> _SELECTED EXCERPT_
Time and again we witnessed expressions of faith in this country. At times these expressions were unique and at other times conflicting, but on the road something resembling reverence existed for a collection of higher ideals—ideals that might best be called America's civic religion. Beneath the words of our founding texts—and in the canon of American speeches and literature, the melodies and lyrics that make up our musical heritage, or even the ways we explain ourselves to one another—there is a deep well of feeling that brings us closer to a singular identity: that of American.

On our last road trip, a musician in New Orleans told us something beautiful: Music brings people together, he said, because you can come at it, interpret it, and appreciate it from infinite points of view. There is no "right way" to take in and fall for a tune. All that matters is that you do, and what you bring to it in turn. After all these years on the road, we have come to much the same view about this country. The story of who we are as Americans can be told in a multitude of different ways, each with its high and low notes. There is no right way to look at this country and its people, just as there is no "right way" to tell that story. This just happens to be ours.

Our hope is that Union will play some small part in an ongoing effort to bring Americans a little bit closer together. We wrote it, and reported it, and remembered it with that in mind.


Christopher Haugh & Jordan Blashek

Part I

New Haven

Chris had a dream that he was flying and woke with a start at the absurdity of the idea. Jordan was at the wheel of the boxy, sea-blue sedan, and Chris was splayed out on the passenger seat. We passed into Pennsylvania along fast, narrow roads moments before midnight.

Chris shot a look over at Jordan, whose eyes were fixed on the slalom road ahead. It was empty except for us and the long-haul trucks on their way up and down another lonesome freeway.

Earlier that evening, we had meandered down the sidewalks of New York City toward Jordan's Volvo S60, which he had inherited from his aging grandfather.

"It's not much," Jordan said. "The steering grinds when you make a tight turn and it's missing a few parts, but it runs."

"Spacious," Chris said, opening the door.

"And she can't make a U-turn—feels like steering a boat."

> _SET TASKS_
1) Based on the road-trip excerpt, decide whether each statement agrees with it. Answer yes or no, and quote the words that settle it.
(a) The musician who talked about music was in New Orleans.
(b) Jordan bought the Volvo himself.
(c) Chris was driving when they crossed into Pennsylvania.
2) In the road-trip excerpt, at about what time did the two of them pass into Pennsylvania?
3) List every problem with the Volvo that Jordan mentions in the road-trip excerpt.

> _SUPPLIED INFORMATION_
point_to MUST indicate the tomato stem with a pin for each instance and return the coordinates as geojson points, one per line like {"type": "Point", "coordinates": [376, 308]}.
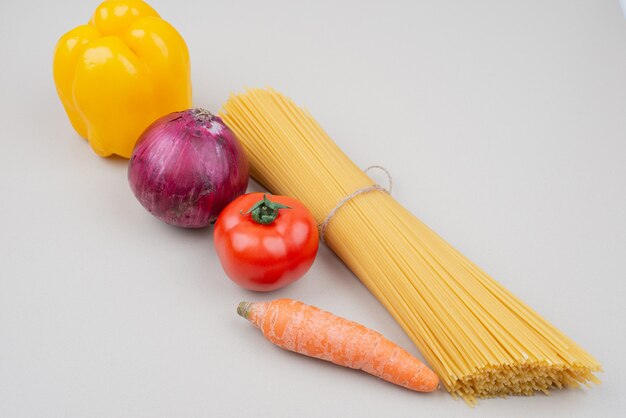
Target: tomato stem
{"type": "Point", "coordinates": [265, 211]}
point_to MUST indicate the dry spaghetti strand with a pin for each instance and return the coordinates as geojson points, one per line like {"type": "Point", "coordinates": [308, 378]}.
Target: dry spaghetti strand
{"type": "Point", "coordinates": [481, 340]}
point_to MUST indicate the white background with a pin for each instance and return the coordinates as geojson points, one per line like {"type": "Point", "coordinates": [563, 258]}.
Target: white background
{"type": "Point", "coordinates": [503, 123]}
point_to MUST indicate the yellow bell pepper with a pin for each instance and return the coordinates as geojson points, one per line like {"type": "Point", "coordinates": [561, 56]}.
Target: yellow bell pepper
{"type": "Point", "coordinates": [120, 72]}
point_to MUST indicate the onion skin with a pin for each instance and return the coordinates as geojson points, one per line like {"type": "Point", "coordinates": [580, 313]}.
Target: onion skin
{"type": "Point", "coordinates": [186, 167]}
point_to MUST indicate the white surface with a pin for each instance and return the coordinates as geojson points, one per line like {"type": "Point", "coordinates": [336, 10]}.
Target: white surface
{"type": "Point", "coordinates": [503, 123]}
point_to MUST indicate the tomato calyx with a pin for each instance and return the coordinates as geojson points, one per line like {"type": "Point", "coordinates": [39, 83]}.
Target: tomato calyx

> _SOLVED TASKS_
1)
(a) Yes: "On our last road trip, a musician in New Orleans told us something beautiful"
(b) No: "which he had inherited from his aging grandfather"
(c) No: "Jordan was at the wheel of the boxy, sea-blue sedan, and Chris was splayed out on the passenger seat"

2) Moments before midnight.

3)
- The steering grinds when you make a tight turn.
- It's missing a few parts.
- It can't make a U-turn and feels like steering a boat.